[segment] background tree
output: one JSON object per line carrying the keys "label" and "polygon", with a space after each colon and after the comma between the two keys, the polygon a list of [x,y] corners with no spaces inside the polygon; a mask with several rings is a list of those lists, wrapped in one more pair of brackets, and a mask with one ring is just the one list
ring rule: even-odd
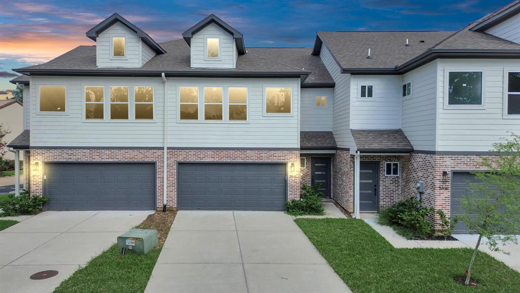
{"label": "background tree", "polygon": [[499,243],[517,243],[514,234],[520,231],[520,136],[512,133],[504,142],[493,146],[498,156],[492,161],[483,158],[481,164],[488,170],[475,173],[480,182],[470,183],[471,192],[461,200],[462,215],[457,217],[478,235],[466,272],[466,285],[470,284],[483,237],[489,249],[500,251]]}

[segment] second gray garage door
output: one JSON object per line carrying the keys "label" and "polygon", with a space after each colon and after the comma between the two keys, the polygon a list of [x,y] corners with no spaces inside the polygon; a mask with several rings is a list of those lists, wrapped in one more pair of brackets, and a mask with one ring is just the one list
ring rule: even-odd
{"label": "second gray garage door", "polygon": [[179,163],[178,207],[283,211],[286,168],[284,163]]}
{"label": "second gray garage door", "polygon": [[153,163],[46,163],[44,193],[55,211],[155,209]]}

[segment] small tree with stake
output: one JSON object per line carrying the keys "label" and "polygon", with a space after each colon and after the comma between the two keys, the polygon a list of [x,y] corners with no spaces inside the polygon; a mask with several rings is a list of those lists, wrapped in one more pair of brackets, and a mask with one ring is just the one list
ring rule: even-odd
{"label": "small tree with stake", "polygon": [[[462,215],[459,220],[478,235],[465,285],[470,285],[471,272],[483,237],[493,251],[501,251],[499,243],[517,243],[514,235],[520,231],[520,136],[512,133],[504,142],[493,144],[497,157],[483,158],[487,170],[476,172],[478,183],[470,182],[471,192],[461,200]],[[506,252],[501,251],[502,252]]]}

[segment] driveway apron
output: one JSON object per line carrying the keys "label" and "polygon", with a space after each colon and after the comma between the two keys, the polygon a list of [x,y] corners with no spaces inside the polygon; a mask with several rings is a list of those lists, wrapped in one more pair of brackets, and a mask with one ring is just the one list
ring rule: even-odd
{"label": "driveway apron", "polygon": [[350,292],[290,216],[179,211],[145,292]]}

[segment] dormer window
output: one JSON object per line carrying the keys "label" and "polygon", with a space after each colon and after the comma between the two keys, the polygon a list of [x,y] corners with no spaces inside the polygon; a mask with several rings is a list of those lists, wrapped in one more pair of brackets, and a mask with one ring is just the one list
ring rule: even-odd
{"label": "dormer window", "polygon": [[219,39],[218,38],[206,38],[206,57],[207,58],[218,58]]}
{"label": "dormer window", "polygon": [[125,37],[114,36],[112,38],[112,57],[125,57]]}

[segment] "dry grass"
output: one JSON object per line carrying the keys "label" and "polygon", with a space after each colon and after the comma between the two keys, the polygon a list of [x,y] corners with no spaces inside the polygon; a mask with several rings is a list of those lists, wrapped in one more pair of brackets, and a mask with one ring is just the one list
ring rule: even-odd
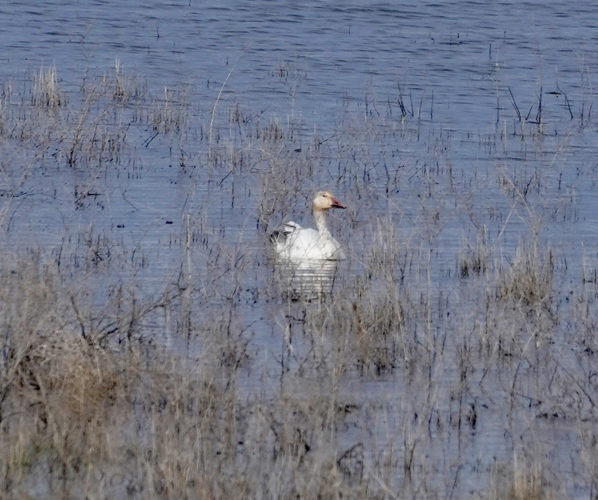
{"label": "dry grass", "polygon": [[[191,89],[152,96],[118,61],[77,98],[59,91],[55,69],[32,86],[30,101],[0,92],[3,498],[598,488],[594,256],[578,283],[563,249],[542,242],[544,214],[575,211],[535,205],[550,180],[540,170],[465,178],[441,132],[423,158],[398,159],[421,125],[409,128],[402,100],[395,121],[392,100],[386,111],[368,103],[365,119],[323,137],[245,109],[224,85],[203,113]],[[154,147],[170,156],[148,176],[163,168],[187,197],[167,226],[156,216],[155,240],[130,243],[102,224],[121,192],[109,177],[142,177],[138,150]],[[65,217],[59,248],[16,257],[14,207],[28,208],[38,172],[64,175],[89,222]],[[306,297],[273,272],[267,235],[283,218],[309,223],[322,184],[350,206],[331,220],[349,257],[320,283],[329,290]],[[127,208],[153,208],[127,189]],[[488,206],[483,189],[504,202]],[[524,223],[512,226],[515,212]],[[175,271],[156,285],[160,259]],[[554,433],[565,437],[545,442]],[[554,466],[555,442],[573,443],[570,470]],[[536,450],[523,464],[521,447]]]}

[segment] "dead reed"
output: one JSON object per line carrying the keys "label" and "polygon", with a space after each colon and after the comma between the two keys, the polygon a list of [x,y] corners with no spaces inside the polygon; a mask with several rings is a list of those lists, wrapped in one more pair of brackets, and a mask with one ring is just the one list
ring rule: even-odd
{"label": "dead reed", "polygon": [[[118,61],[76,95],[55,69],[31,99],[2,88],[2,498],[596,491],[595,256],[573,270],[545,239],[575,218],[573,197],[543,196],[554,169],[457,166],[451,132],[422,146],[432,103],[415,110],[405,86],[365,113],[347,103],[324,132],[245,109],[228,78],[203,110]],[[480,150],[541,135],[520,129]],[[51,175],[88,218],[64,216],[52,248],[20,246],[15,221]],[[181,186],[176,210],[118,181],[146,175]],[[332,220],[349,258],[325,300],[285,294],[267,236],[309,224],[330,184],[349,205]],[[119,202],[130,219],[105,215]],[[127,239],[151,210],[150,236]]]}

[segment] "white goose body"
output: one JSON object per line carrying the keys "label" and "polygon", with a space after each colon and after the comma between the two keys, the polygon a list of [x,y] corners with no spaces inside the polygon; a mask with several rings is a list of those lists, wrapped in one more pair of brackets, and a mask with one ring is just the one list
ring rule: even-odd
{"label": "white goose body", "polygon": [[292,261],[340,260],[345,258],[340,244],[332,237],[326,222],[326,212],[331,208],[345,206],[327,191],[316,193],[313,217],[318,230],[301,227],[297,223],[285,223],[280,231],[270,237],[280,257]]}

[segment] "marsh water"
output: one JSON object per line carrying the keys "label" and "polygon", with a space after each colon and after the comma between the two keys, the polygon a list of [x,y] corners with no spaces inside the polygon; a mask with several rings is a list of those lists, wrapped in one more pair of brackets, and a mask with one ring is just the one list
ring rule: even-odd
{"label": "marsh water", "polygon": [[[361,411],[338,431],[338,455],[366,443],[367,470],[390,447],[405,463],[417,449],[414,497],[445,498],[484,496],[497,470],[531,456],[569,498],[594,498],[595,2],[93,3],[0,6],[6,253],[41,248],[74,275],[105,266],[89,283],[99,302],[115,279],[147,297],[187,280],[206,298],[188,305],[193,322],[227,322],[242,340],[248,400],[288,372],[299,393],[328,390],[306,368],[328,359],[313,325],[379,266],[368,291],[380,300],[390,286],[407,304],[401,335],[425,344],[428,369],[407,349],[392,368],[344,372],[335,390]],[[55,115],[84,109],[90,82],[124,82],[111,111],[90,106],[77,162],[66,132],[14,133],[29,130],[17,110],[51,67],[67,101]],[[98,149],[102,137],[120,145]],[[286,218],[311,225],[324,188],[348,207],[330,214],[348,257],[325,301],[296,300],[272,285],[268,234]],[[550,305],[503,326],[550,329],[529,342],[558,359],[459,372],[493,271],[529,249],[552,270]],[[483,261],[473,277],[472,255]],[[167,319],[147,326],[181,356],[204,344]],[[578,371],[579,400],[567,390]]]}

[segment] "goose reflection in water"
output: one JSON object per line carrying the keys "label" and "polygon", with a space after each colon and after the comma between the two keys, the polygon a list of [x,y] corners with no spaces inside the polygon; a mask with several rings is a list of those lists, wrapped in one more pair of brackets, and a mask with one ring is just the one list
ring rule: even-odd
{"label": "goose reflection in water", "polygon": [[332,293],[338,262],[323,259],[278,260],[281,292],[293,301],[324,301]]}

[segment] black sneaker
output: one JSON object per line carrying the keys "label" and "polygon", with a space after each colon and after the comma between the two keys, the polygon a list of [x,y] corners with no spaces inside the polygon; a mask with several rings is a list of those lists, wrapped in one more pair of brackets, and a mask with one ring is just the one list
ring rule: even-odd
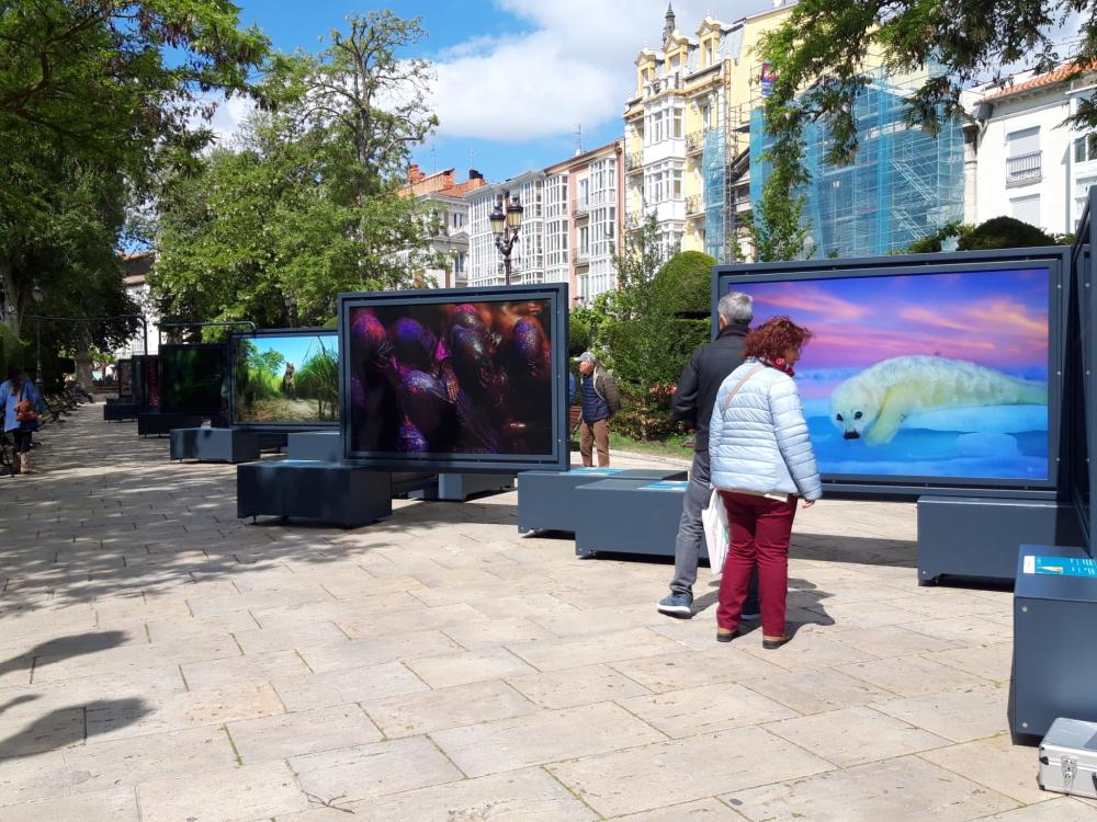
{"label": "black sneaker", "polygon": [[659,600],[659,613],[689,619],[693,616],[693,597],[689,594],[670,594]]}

☆ ☆ ☆ ☆ ☆ ☆ ☆

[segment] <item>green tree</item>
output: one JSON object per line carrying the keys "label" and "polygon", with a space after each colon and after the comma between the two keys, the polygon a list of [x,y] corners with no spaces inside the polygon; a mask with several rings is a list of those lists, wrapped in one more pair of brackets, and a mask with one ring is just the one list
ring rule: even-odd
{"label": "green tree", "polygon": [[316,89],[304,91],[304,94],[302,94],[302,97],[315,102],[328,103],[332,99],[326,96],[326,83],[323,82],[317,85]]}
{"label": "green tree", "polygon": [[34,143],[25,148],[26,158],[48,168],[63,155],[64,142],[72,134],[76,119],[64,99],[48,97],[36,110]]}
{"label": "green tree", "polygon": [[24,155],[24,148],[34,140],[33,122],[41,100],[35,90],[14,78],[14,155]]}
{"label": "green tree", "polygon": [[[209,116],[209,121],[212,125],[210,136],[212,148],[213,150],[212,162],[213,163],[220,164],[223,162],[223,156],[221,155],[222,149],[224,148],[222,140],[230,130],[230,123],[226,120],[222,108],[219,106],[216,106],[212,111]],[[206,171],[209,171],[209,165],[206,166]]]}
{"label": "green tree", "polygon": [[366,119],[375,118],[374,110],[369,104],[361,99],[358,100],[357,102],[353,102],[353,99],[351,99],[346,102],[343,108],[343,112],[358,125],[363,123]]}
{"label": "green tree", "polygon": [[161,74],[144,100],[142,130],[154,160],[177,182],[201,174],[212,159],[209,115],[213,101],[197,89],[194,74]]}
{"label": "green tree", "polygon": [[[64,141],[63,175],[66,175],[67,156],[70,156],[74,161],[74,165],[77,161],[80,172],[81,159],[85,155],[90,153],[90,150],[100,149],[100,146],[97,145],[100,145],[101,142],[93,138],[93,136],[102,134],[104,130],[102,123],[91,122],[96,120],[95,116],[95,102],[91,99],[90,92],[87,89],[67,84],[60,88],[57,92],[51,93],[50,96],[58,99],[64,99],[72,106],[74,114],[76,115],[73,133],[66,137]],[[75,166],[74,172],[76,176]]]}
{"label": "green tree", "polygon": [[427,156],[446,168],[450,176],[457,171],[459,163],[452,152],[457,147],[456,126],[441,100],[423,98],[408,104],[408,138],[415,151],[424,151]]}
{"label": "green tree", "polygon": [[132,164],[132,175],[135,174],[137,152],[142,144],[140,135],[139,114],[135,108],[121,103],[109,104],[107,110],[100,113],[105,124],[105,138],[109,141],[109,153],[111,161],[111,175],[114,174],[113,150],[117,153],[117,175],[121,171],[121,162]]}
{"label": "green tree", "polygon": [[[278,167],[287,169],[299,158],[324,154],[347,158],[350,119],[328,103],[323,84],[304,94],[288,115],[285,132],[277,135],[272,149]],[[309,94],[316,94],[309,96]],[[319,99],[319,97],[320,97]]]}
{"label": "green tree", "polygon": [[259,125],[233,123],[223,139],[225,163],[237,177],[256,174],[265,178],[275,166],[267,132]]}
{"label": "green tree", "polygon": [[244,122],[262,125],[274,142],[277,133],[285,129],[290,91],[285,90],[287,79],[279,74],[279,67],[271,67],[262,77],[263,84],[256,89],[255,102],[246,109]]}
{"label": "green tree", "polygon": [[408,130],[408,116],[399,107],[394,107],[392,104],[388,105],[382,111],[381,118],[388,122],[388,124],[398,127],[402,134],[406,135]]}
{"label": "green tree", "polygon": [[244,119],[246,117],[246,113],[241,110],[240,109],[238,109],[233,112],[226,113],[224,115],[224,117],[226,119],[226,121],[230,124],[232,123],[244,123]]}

☆ ☆ ☆ ☆ ☆ ☆ ☆

> [EXERCISE TASK]: Copy out every line of the rows above that contains the word "segment". Case counts, so match uppercase and lowercase letters precisely.

> [ANSWER TO THIS PROBLEM]:
[segment] background tree
[segment] second gray garage door
[segment] small tree with stake
[segment] driveway apron
[segment] dormer window
[segment] "dry grass"
[segment] "dead reed"
[segment] "white goose body"
[segment] "marsh water"
[segment] "goose reflection in water"
[segment] black sneaker
[segment] <item>green tree</item>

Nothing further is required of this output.